PERMINTAAN TERTULIS A: Tentukan apakah pernyataan (i), (ii), dan (iii) sesuai dengan teks tentang edukasi keuangan di kurikulum sekolah. Jawab masing-masing dengan ya atau tidak, lalu kutip kata-kata penentu dari teks itu persis seperti aslinya: (i) Konferensi internasional itu berlangsung di Nusa Dua, Bali. (ii) OJK menyelenggarakan konferensi tersebut tanpa melibatkan organisasi lain. (iii) Menurut Friderica, edukasi keuangan di luar negeri masih bersifat pilihan dalam kurikulum.
PERMINTAAN TERTULIS B: Lanjutkan teks tentang edukasi keuangan di kurikulum sekolah, dimulai setelah kalimat terakhirnya.

KUTIPAN TEKS:

Otoritas Jasa Keuangan (OJK) menekankan pentingnya edukasi keuangan masuk kurikulum sekolah untuk membekali generasi muda terkait pengelolaan keuangan termasuk investasi hingga perlindungan jiwa.
“Kalau di luar negeri, edukasi keuangan sudah mandatori masuk kurikulum,” kata Kepala Eksekutif Pengawas Perilaku Pelaku Usaha Jasa Keuangan, Edukasi dan Perlindungan Konsumen OJK Friderica Widyasari Dewi di sela konferensi internasional terkait edukasi keuangan di Nusa Dua, Kabupaten Badung, Bali, Jumat.
Dalam konferensi internasional yang diadakan regulator bersama Organisasi Kerja Sama dan Pembangunan Ekonomi (OECD) bersama Jaringan Internasional Edukasi Keuangan (INFE), Friderica menuturkan, edukasi keuangan merupakan pengetahuan esensial yang dibutuhkan masyarakat agar mampu mengelola keuangan lebih baik demi masa depan.

Beberapa baris:
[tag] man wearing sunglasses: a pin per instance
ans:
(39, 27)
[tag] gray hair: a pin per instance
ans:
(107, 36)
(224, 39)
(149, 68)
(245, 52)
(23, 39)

JAWABAN A:
(i) Ya: "di Nusa Dua, Kabupaten Badung, Bali"
(ii) Tidak: "yang diadakan regulator bersama Organisasi Kerja Sama dan Pembangunan Ekonomi (OECD) bersama Jaringan Internasional Edukasi Keuangan (INFE)"
(iii) Tidak: "Kalau di luar negeri, edukasi keuangan sudah mandatori masuk kurikulum"

JAWABAN B:
Pengelolaan keuangan mencakup investasi, asuransi termasuk penting dipahami oleh pelaku UMKM karena sektor itu banyak menyerap tenaga kerja dan mendorong pertumbuhan ekonomi.
“Ketika UMKM sudah digital, sudah inklusi keuangan, itu bisa menjadi sumber pertumbuhan baru Indonesia karena dia menyerap tenaga kerja besar termasuk perempuan juga, yang menghasilkan nilai ekonomi,” imbuhnya.
Indonesia, lanjut dia, memiliki tantangan dalam program edukasi keuangan karena kondisi geografi negara kepulauan termasuk di kawasan 3T yakni terpencil, terluar dan tertinggal dan jumlah penduduk yang besar yakni mencapai sekitar 270 juta jiwa.
Untuk itu, regulator itu mengadakan gerakan nasional literasi keuangan yakni Gerakan Nasional Cerdas Keuangan yang diluncurkan pada Agustus 2024.
Hasilnya, sekitar 10 ribu program dilaksanakan dan menyentuh hingga 32 juta peserta di seluruh Indonesia, berkolaborasi dengan lembaga jasa keuangan, komunitas, akademisi, media dan pemangku kepentingan lainnya.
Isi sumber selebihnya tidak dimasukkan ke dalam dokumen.